> Assignment: Write out all the entries word for word, but skip any images.

> Working data:
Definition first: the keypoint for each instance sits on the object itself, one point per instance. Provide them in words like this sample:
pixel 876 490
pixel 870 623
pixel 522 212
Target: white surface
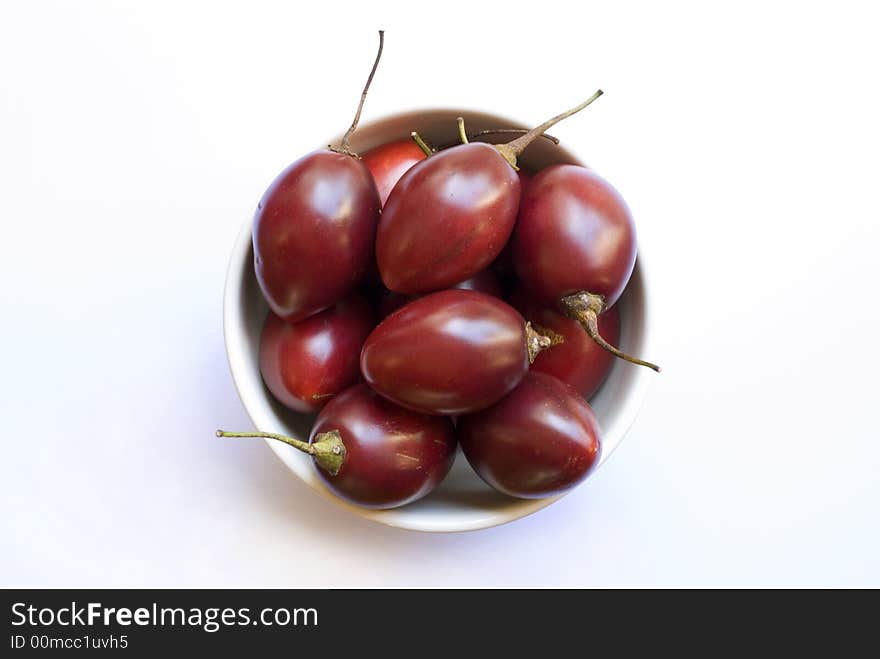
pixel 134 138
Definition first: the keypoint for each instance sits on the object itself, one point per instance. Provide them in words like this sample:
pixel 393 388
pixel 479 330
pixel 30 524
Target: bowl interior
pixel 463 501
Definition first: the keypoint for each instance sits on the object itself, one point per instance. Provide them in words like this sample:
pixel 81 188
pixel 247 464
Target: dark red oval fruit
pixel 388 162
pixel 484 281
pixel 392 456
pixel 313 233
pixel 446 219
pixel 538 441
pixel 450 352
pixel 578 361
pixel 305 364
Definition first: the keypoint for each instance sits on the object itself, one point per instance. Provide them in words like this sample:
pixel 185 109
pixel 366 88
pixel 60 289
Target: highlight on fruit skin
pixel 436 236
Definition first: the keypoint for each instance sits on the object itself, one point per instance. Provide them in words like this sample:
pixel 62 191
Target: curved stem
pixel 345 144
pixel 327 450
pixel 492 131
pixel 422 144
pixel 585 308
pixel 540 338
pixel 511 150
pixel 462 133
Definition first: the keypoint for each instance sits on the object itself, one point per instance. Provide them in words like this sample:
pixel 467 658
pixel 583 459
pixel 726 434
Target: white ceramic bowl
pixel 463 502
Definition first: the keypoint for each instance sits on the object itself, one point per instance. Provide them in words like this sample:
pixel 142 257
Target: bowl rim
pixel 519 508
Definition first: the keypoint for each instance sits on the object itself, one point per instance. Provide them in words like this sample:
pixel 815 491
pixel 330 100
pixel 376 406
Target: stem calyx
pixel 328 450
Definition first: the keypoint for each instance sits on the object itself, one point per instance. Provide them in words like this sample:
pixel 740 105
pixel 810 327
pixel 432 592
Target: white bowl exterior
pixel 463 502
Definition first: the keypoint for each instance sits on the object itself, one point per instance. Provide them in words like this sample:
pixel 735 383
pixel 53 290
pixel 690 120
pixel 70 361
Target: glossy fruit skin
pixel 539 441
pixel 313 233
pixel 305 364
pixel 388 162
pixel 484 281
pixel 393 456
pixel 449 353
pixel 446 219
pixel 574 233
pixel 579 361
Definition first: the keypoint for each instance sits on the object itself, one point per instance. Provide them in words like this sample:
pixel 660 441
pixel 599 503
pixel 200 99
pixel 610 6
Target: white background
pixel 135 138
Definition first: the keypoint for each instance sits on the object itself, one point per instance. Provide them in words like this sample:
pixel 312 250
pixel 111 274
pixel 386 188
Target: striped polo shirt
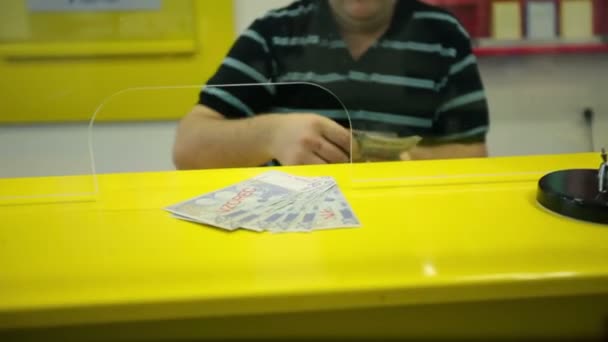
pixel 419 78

> Solution for this exercise:
Definition first: the keypoint for each instance sits on the object itself, one point per instance. Provide them in words like this sample:
pixel 876 490
pixel 870 623
pixel 522 212
Target: white surface
pixel 134 138
Definition first: the keypoint for each instance sits on the object itself, one point per instance. Provide them in words like this sample:
pixel 393 388
pixel 479 330
pixel 30 524
Target: bowl interior
pixel 463 501
Definition first: the keypoint for each instance sits on the object itself, one point per instance. Provide them in words like this sample:
pixel 81 188
pixel 247 464
Target: dark red oval fruit
pixel 388 162
pixel 484 281
pixel 392 456
pixel 313 233
pixel 446 219
pixel 538 441
pixel 450 352
pixel 578 361
pixel 305 364
Definition first: the keypoint for each instance sits on the object itself, one point per instance. Provide them in words like this sample:
pixel 185 109
pixel 366 88
pixel 60 289
Target: highlight on fruit skin
pixel 436 236
Definition first: the keypoint for each instance sits on the object itself, one point per instance. Provide them in words like this sample:
pixel 62 191
Target: curved stem
pixel 345 144
pixel 327 450
pixel 492 131
pixel 422 144
pixel 585 308
pixel 540 338
pixel 511 150
pixel 462 133
Definition first: the keypoint for each instance sits on the object itself, one point per instance. Provide them in words like this sample:
pixel 467 658
pixel 583 459
pixel 726 434
Target: white ceramic bowl
pixel 463 502
Definition first: the keypoint for each instance sits on the object itself, one point per instance. Provide them in words like this sample:
pixel 142 257
Target: bowl rim
pixel 519 508
Definition first: the keypoint for each instance sits on the object itself, one point per instance. Provide them in words like this sample:
pixel 815 491
pixel 330 100
pixel 376 406
Target: stem calyx
pixel 328 450
Definition first: the keypoint for each instance sits on the object itself, one point per instance. Provide them in words like this sample:
pixel 740 105
pixel 810 327
pixel 432 592
Target: white bowl exterior
pixel 463 502
Definition first: the keypoint for each instance sits on the object itself, one point per instance. Provide them in words like this sample:
pixel 735 383
pixel 53 290
pixel 690 120
pixel 70 361
Target: glossy fruit skin
pixel 539 441
pixel 313 233
pixel 305 364
pixel 388 162
pixel 484 281
pixel 393 456
pixel 449 353
pixel 446 219
pixel 574 233
pixel 579 361
Definition first: the keypoint for each instance sits on the object itself, one point per instance. Provide them in words like this sample:
pixel 660 441
pixel 599 503
pixel 200 99
pixel 610 6
Target: white background
pixel 135 138
Definition first: the keypoint for each instance sits on the object itself, one point per instance. Provide them in words like this sample:
pixel 312 250
pixel 111 274
pixel 386 188
Target: striped polo shirt
pixel 419 78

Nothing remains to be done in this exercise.